La guerre civile espagnole

Au lieu de cela, la poussée vers un nouveau conflit mondial s’est accélérée dans les années 1930. Dans la guerre civile espagnole, précurseur de la guerre mondiale, l’Allemagne et l’Italie réarmées ont testé leur approche meurtrière en intervenant pour soutenir Franco. Les États britannique, français et américain – qui craignaient le développement des forces révolutionnaires en Europe occidentale – ne sont pas officiellement intervenus afin d’arrêter le fascisme. Dans les faits, ils l’ont accepté passivement. Parallèlement, l’intervention de Staline et de l’URSS visait délibérément à ne pas contrarier le Grande-Bretagne et les États-Unis, auxquels ils voulaient s’allier mais qui faisaient montre de grandes réticences. C’est dans ce but que Staline a sacrifié la révolution espagnole et la classe ouvrière ainsi que la paysannerie du pays.

## Données fournies
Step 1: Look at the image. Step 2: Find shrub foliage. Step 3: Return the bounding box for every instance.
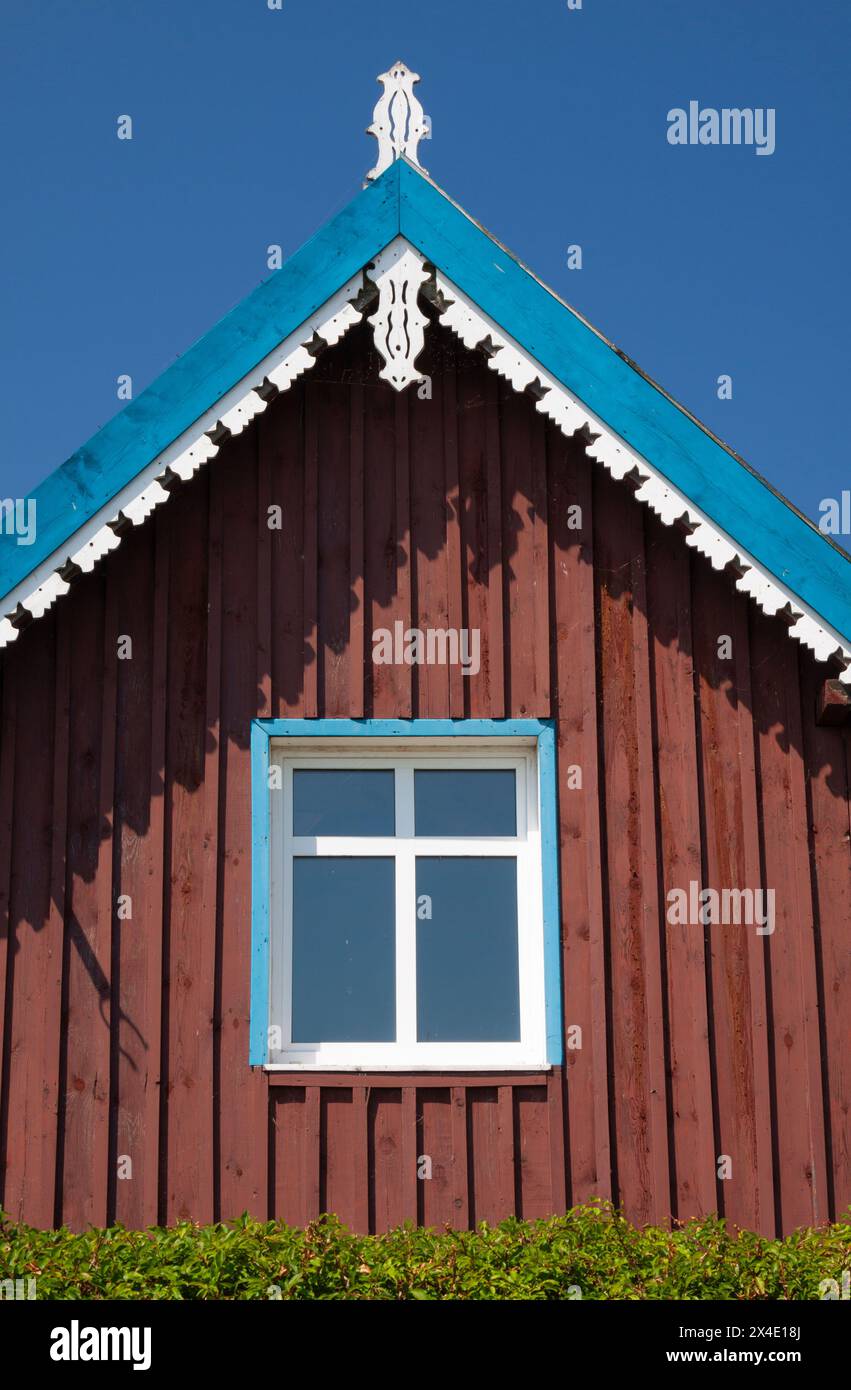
[0,1202,851,1301]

## Problème posé 1
D'après le texte sur la guerre civile espagnole, quels pays sont intervenus pour soutenir Franco ?
## Problème posé 2
Citez toutes les puissances étrangères à l'Espagne que mentionne le texte sur la guerre civile espagnole.
## Problème posé 3
Poursuivez le texte sur la guerre civile espagnole après sa dernière phrase.

## Résultat attendu 1
L'Allemagne et l'Italie.

## Résultat attendu 2
L'Allemagne, l'Italie, la Grande-Bretagne, la France, les États-Unis, l'URSS

## Résultat attendu 3
Ces événements montreraient également une autre facette de la guerre mondiale à venir. Des dizaines de milliers d’hommes et de femmes du monde entier ont quitté leur foyer pour défendre la République espagnole. Leurs actions trouveront un écho dans les mouvements de résistance qui se sont développés en France, en Italie, en Pologne, en Grèce, dans les Balkans, au Vietnam et en Chine occupés. Les travailleurs et les jeunes socialistes et communistes y ont joué un rôle de premier plan. Des millions de travailleurs à travers le monde voulaient vaincre le fascisme en combattant et en contribuant à l’effort de guerre, malgré les sacrifices dévastateurs que cela impliquait.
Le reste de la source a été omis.